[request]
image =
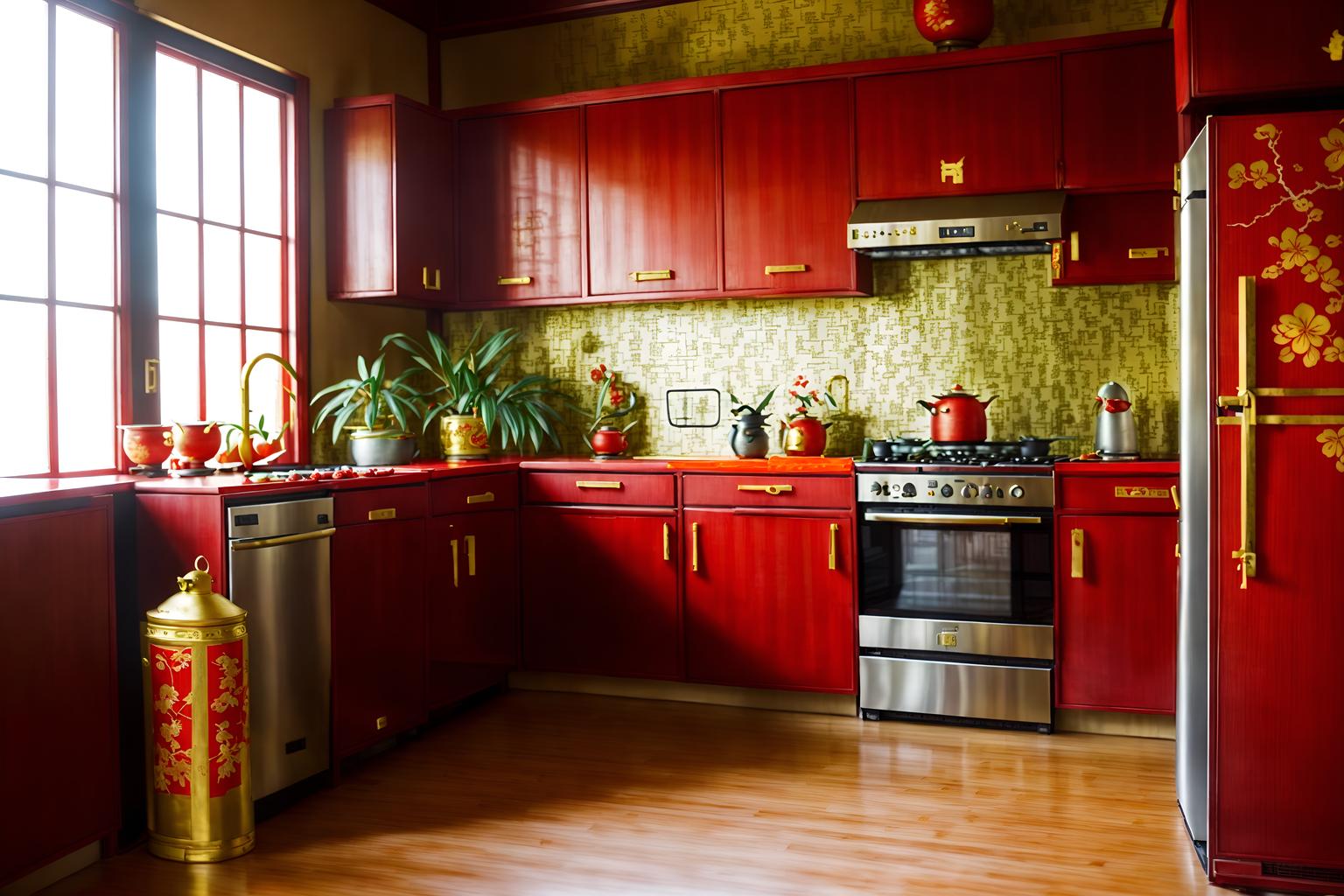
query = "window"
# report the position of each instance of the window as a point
(60, 269)
(109, 260)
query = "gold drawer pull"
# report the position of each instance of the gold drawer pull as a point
(767, 489)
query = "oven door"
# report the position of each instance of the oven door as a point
(956, 566)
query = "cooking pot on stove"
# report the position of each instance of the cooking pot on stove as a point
(958, 416)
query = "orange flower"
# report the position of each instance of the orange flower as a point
(1303, 332)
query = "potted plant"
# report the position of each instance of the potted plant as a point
(613, 403)
(749, 436)
(805, 436)
(382, 411)
(469, 399)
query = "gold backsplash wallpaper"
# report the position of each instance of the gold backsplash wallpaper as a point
(990, 324)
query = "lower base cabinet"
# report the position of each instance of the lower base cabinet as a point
(378, 632)
(769, 601)
(599, 592)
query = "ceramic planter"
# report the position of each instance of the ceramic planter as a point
(609, 442)
(463, 436)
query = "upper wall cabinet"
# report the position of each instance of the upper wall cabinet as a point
(975, 130)
(521, 207)
(1117, 116)
(788, 188)
(388, 202)
(652, 187)
(1243, 50)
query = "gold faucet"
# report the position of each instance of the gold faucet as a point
(245, 446)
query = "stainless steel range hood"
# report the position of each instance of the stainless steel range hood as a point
(952, 226)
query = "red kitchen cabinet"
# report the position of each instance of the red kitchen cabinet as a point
(972, 130)
(599, 592)
(60, 700)
(472, 604)
(1117, 238)
(1116, 612)
(1118, 130)
(652, 191)
(390, 202)
(769, 599)
(788, 190)
(378, 632)
(1231, 52)
(519, 180)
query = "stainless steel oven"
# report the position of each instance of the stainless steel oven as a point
(956, 604)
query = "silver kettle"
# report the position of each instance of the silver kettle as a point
(1116, 436)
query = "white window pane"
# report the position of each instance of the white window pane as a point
(262, 266)
(222, 276)
(87, 268)
(179, 371)
(23, 356)
(85, 77)
(261, 160)
(220, 147)
(175, 128)
(87, 396)
(23, 87)
(223, 363)
(179, 268)
(23, 238)
(263, 396)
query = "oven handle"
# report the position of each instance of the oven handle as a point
(950, 519)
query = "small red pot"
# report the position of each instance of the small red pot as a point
(147, 444)
(805, 437)
(609, 442)
(955, 24)
(958, 416)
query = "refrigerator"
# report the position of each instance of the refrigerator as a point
(1260, 708)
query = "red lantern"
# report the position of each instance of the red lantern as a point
(955, 24)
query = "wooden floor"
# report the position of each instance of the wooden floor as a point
(551, 793)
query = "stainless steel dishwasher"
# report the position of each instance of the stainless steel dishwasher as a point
(280, 572)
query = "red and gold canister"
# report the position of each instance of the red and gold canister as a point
(195, 659)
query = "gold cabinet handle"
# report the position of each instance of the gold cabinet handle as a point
(767, 489)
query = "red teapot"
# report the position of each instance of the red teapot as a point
(958, 416)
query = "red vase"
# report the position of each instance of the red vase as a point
(609, 442)
(955, 24)
(805, 437)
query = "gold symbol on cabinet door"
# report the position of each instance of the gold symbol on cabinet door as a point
(952, 170)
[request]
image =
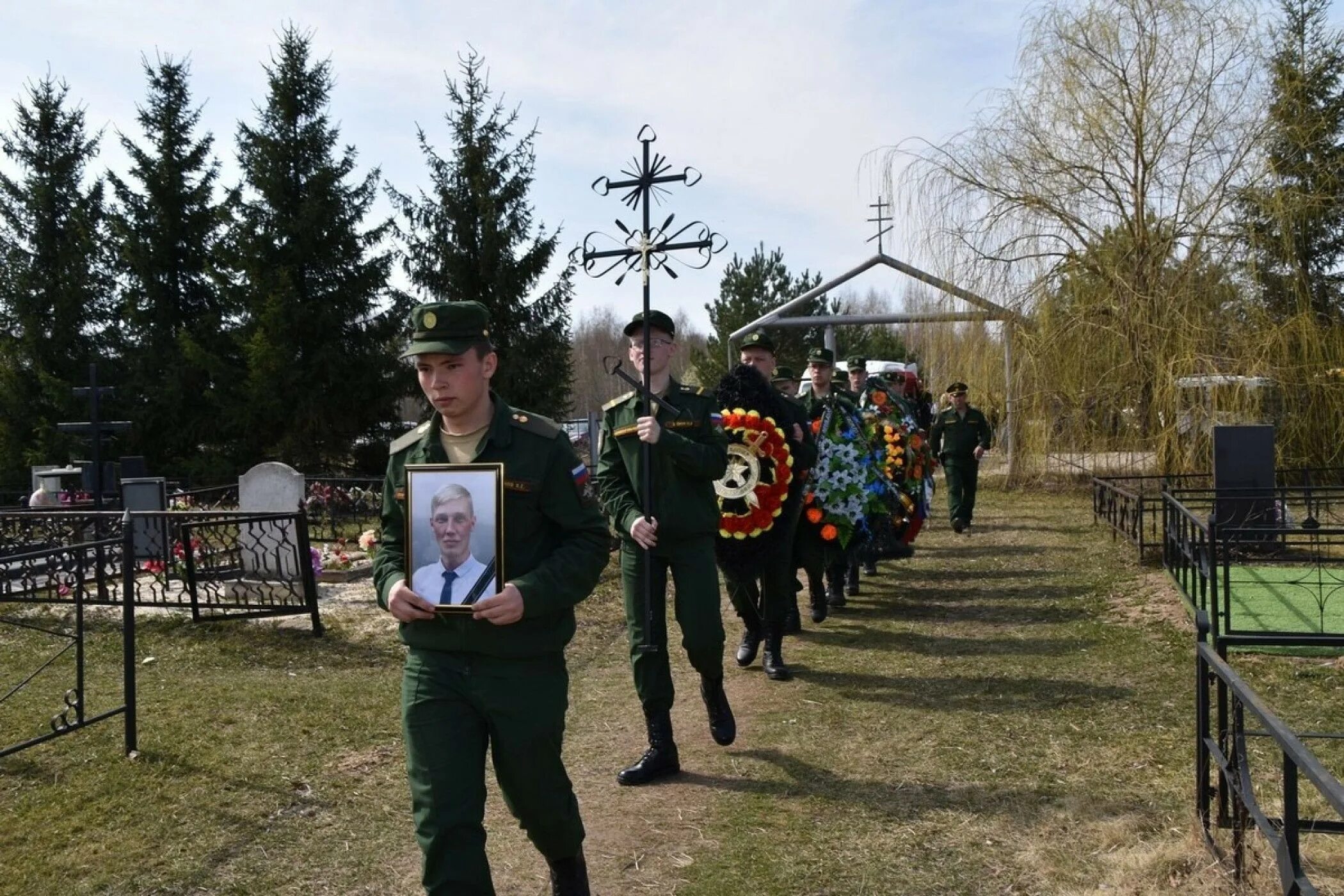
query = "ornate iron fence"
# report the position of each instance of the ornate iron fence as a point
(1225, 770)
(68, 573)
(216, 564)
(1265, 564)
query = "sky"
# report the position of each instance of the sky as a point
(785, 108)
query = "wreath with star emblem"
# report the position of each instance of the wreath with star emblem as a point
(756, 483)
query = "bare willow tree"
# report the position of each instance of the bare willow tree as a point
(1097, 196)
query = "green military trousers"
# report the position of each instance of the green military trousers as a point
(453, 707)
(767, 598)
(696, 605)
(961, 474)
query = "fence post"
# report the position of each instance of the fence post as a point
(128, 630)
(1203, 796)
(305, 566)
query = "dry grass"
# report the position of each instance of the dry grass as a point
(1004, 714)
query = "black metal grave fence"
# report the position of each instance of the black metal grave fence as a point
(68, 573)
(218, 564)
(1225, 770)
(1265, 564)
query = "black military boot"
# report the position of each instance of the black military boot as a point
(569, 876)
(773, 659)
(835, 585)
(723, 727)
(660, 759)
(819, 602)
(749, 646)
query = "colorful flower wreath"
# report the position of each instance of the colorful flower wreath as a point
(750, 436)
(847, 484)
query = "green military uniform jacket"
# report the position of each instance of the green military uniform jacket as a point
(691, 453)
(957, 437)
(556, 543)
(805, 452)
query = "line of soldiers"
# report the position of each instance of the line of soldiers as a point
(495, 677)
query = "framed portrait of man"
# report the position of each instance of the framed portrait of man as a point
(454, 532)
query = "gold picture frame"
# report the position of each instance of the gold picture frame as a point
(454, 516)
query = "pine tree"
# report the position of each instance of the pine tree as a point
(54, 282)
(749, 289)
(469, 237)
(178, 356)
(1295, 221)
(319, 324)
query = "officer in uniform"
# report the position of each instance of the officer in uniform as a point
(824, 564)
(960, 438)
(687, 452)
(492, 679)
(784, 381)
(776, 588)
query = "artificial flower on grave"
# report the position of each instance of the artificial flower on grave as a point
(753, 490)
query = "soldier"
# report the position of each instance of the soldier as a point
(496, 677)
(784, 381)
(960, 438)
(776, 580)
(815, 554)
(689, 452)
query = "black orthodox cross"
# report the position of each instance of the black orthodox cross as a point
(647, 250)
(879, 221)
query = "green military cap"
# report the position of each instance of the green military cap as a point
(757, 339)
(657, 320)
(448, 328)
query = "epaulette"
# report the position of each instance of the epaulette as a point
(619, 399)
(534, 424)
(408, 440)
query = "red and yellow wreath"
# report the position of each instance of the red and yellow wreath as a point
(755, 486)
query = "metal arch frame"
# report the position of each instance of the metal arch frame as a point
(988, 310)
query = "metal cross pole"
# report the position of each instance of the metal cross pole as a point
(879, 221)
(646, 250)
(95, 429)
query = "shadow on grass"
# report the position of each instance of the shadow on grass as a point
(966, 610)
(979, 694)
(870, 639)
(899, 803)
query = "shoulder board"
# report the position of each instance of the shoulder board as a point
(408, 440)
(534, 424)
(619, 399)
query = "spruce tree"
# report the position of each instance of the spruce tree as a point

__________

## Exercise directions:
Extract the full listing exactly, with the pictures left out.

## Full solution:
[request]
image =
query = "window"
# report the position of each instance of the window as a point
(60, 269)
(109, 260)
query = "gold drawer pull"
# report the position of each instance of the gold drawer pull as a point
(767, 489)
query = "oven door"
# report the position of each instance of the oven door as a point
(956, 566)
query = "cooking pot on stove"
# report the position of each instance of the cooking pot on stove as a point
(958, 416)
query = "orange flower"
# report the position of each instance of the orange flower as a point
(1303, 332)
query = "potted plant"
# report the position of each instance of the potted plant as a point
(613, 403)
(749, 436)
(805, 436)
(382, 411)
(469, 399)
query = "gold backsplash wallpaper"
# report the position of each instance of the gold backsplash wallpaper as a point
(990, 324)
query = "lower base cabinet"
# report the position of each instance of the lower base cabinet as a point
(378, 632)
(769, 601)
(599, 592)
query = "ceramic planter"
# report the position of each instance of the ceramic planter as a point
(609, 442)
(463, 436)
query = "upper wall cabinet"
# report the position of each instance of the upper wall cabinet as a point
(975, 130)
(521, 207)
(1117, 116)
(788, 188)
(388, 202)
(652, 187)
(1243, 50)
query = "gold faucet"
# report the position of each instance of the gold faucet as a point
(245, 446)
query = "stainless steel range hood"
# report the position of each instance of the stainless steel range hood as a point
(952, 226)
query = "red kitchen cabinet"
# report the position of each instance of the red kitchen cabinet as a point
(972, 130)
(599, 592)
(60, 700)
(472, 604)
(1117, 238)
(1116, 612)
(1118, 130)
(652, 191)
(390, 202)
(769, 599)
(788, 190)
(378, 632)
(1231, 52)
(519, 180)
query = "stainless steel oven"
# report the position of each instance of the stainless steel oven as a point
(956, 604)
query = "silver kettle"
# report the position of each instance of the silver kettle as a point
(1116, 436)
query = "white window pane"
# report the position of each instance of the white window pane as a point
(262, 266)
(222, 276)
(87, 268)
(179, 371)
(23, 356)
(85, 77)
(261, 160)
(220, 147)
(175, 128)
(87, 396)
(23, 87)
(223, 363)
(179, 268)
(23, 238)
(263, 396)
query = "oven handle"
# report the position of each instance of the oven handle as a point
(950, 519)
query = "small red pot"
# report the position of each instance of the small red pot as a point
(147, 444)
(805, 437)
(609, 442)
(955, 24)
(958, 416)
query = "refrigerator"
# report the position of each instance of the refrigerator as a point
(1260, 708)
query = "red lantern"
# report the position of each instance of the red lantern as a point
(955, 24)
query = "wooden floor"
# report the position of each instance of the wooden floor as a point
(551, 793)
query = "stainless steel dishwasher"
# report the position of each instance of the stainless steel dishwasher as a point
(280, 572)
query = "red and gold canister"
# report the position of each instance of the red and gold canister as a point
(195, 659)
query = "gold cabinet handle"
# report the position of each instance of the gold cabinet handle as a point
(767, 489)
query = "red teapot"
# report the position of each instance of the red teapot as a point
(958, 416)
query = "red vase"
# report the position of each instance of the red vase as a point
(609, 442)
(955, 24)
(805, 437)
query = "gold symbol on cabinet door"
# report the position of each instance of the gold symbol on cabinet door as a point
(952, 170)
[request]
image =
query = "ornate iron fence"
# report the position of each instance of the ornate iron fence as a point
(1225, 770)
(68, 573)
(216, 564)
(1265, 564)
query = "sky"
# report the position of each instance of the sky as a point
(785, 108)
query = "wreath with star emblem"
# report the position of each instance of the wreath with star emblem as a point
(756, 483)
query = "bare willow tree"
# report the position of each instance of the bare willow tree as a point
(1097, 196)
query = "green military trousers"
# report the position of each instance of the green military trousers as a point
(453, 707)
(767, 598)
(696, 605)
(961, 474)
query = "fence post"
# report the position of each instance of the fence post as a point
(128, 630)
(1203, 796)
(305, 566)
query = "dry grass"
# report the position of each instance of the dry grass as a point
(1004, 714)
query = "black metal grave fence"
# report the position of each instance of the black metal grave fence as a point
(68, 573)
(218, 564)
(1225, 770)
(1265, 564)
query = "black military boot"
# report the position of each instance of the black military boot as a point
(569, 876)
(773, 659)
(835, 585)
(723, 727)
(660, 759)
(819, 602)
(749, 646)
query = "colorful flower wreath"
# report the position of each instance of the colorful flower wreath as a point
(750, 436)
(847, 484)
query = "green military uniform jacket"
# report the position of each instance of the green military uniform jacket as a point
(691, 453)
(957, 437)
(556, 543)
(805, 452)
query = "line of soldiers"
# report the position of each instance of the line of soldiers as a point
(495, 677)
query = "framed portrait of man"
# report the position of each instance of the framed portrait of man as a point
(454, 532)
query = "gold picture frame"
# report the position of each instance of the gold picture frame as a point
(454, 516)
query = "pine tree"
# report the position of each instance of the pine tree as a point
(54, 282)
(749, 289)
(469, 237)
(178, 356)
(1295, 221)
(319, 324)
query = "officer in uniform"
# report the position of each instance of the officer in uniform as a point
(824, 564)
(960, 438)
(687, 452)
(492, 679)
(784, 381)
(776, 588)
query = "artificial flower on grave"
# report the position of each instance of the artificial flower on grave as a point
(753, 490)
query = "soldier"
# report the position of each instance of the soldier as a point
(496, 677)
(784, 381)
(960, 438)
(776, 580)
(815, 554)
(689, 452)
query = "black orthodox cross"
# report the position of each instance of the black orthodox cross as a point
(647, 250)
(879, 221)
query = "green military cap"
# report the position of each instance of the green military cap as a point
(757, 339)
(657, 320)
(448, 328)
query = "epaulette"
# report the position of each instance of the epaulette as a point
(619, 399)
(534, 424)
(408, 440)
query = "red and yellow wreath"
# report the position of each instance of the red and yellow wreath as a point
(755, 486)
query = "metal arch frame"
# report the position of each instance of the metal arch frame as a point
(988, 310)
query = "metal cross pole"
# report the position of each instance of the metal cross pole as a point
(879, 221)
(646, 250)
(95, 429)
query = "shadow on grass"
# report the position of each instance of the shadow on grass as a point
(966, 610)
(979, 694)
(870, 639)
(899, 803)
query = "shoulder board"
# report the position of each instance of the shoulder board as a point
(408, 440)
(534, 424)
(619, 399)
query = "spruce tree"
# report the position of each instance of the spruce tree as a point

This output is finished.